> Exercise objective
Reproduce verbatim the part of the data that runs from its beginning through the line containing "positive clicks: (224, 243)", including that line, and omit the pictures from your answer.

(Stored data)
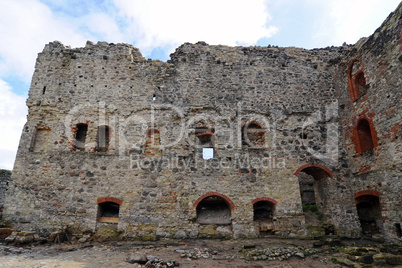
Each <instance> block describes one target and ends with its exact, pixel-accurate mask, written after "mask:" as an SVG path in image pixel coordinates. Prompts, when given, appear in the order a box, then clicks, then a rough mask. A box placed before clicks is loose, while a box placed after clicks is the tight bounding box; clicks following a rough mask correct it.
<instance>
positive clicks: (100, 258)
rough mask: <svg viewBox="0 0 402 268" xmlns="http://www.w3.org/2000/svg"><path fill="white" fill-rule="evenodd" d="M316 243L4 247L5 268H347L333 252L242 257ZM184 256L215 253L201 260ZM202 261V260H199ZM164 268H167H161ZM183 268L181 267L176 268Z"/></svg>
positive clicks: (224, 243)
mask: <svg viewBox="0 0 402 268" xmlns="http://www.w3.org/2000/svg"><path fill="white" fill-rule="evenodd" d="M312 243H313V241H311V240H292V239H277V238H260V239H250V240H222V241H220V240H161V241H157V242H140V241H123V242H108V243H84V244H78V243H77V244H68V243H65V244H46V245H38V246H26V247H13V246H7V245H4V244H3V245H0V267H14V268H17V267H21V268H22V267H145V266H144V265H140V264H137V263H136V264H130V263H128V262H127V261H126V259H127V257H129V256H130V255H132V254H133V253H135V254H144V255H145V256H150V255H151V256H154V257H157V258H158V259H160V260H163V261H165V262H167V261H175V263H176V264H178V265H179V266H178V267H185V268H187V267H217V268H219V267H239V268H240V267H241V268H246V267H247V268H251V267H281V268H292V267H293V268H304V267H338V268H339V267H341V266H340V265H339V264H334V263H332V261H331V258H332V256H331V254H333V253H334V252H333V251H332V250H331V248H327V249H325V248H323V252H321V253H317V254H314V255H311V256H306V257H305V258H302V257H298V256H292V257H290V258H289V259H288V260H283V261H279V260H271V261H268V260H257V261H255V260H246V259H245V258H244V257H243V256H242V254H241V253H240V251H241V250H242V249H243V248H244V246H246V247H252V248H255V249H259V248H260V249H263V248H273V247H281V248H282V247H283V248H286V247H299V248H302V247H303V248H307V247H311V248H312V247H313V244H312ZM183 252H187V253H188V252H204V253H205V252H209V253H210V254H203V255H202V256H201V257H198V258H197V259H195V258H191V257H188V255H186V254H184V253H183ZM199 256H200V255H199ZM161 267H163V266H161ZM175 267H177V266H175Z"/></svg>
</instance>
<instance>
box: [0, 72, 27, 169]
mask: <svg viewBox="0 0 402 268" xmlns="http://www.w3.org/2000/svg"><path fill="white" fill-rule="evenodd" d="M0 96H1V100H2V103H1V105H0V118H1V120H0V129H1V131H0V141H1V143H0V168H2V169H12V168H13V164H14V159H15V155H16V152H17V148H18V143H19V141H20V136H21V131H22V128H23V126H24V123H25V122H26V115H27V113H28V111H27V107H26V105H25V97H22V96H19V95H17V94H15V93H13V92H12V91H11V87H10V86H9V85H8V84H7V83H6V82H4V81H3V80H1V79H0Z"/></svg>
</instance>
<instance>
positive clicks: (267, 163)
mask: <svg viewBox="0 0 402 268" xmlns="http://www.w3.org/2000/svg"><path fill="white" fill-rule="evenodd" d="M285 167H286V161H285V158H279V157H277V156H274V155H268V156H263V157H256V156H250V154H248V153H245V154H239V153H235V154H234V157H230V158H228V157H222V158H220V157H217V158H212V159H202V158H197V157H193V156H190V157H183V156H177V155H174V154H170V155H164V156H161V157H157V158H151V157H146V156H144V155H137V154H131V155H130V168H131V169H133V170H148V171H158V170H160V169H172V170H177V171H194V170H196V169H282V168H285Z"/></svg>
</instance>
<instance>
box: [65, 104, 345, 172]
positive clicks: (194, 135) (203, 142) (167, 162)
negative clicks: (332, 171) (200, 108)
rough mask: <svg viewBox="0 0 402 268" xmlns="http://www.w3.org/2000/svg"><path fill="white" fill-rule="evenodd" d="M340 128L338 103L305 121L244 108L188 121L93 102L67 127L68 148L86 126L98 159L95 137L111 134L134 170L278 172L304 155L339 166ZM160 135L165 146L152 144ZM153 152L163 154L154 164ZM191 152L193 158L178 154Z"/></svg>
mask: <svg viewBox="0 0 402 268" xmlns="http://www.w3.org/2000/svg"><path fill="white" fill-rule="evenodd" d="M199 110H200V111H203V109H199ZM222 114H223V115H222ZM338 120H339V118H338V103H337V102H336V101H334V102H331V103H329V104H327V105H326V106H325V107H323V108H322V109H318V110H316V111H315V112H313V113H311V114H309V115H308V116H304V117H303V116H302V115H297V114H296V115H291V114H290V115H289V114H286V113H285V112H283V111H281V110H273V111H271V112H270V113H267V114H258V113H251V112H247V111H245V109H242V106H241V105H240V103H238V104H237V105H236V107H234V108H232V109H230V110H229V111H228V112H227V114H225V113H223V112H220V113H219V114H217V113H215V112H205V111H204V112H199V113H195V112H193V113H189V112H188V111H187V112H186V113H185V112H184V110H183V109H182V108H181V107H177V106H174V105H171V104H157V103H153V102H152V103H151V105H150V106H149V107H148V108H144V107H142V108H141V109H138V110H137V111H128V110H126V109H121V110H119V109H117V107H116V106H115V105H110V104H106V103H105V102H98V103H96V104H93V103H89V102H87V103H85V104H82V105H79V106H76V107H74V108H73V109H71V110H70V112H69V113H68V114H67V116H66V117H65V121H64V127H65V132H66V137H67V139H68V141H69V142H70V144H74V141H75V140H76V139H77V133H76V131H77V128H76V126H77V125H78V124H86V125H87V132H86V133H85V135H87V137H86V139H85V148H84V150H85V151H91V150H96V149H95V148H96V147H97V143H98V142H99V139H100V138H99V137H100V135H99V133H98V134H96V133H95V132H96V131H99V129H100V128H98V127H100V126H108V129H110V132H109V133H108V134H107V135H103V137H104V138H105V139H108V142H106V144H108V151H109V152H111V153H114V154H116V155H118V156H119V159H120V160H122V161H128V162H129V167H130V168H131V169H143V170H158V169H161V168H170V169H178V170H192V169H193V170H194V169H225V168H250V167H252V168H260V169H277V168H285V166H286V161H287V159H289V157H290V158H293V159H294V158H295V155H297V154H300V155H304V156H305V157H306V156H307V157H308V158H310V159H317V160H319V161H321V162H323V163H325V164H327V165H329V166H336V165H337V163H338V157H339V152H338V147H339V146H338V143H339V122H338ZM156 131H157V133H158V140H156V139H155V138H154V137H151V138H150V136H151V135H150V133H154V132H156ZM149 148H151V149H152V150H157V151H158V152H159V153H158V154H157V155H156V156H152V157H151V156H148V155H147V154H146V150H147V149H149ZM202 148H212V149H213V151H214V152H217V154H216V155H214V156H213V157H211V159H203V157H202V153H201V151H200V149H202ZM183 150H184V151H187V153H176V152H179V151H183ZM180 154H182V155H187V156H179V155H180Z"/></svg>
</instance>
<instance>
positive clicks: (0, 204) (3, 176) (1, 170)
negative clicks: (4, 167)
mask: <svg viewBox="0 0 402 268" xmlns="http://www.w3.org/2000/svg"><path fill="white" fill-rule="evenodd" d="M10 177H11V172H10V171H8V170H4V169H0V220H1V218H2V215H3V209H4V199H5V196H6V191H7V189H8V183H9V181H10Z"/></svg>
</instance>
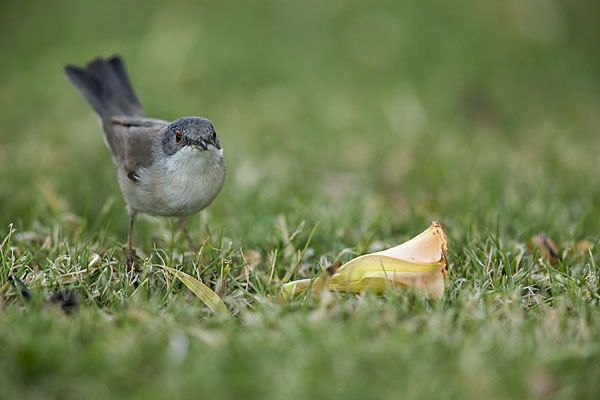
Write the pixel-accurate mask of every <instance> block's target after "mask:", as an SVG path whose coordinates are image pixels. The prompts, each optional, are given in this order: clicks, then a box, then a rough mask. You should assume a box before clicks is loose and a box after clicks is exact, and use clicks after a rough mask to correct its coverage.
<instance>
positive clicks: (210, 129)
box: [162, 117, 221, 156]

> Result below
Each <instance> block describes one target and ends with its exact, pixel-accurate mask, written after "mask:" as an SVG path in image pixel coordinates. Prompts, when given, appear in the order a box, then clicks, then a rough mask. A box placed before clicks is loose, while a box placed after clicks is the tight bounding box; clicks following a rough mask correct it.
<instance>
positive clicks: (100, 258)
rough mask: <svg viewBox="0 0 402 268" xmlns="http://www.w3.org/2000/svg"><path fill="white" fill-rule="evenodd" d="M316 243L4 247L5 268H347L333 252L242 257ZM184 256L215 253L201 260ZM202 261V260H199ZM164 268H167H161ZM183 268L181 267L176 268Z"/></svg>
positive clicks: (224, 243)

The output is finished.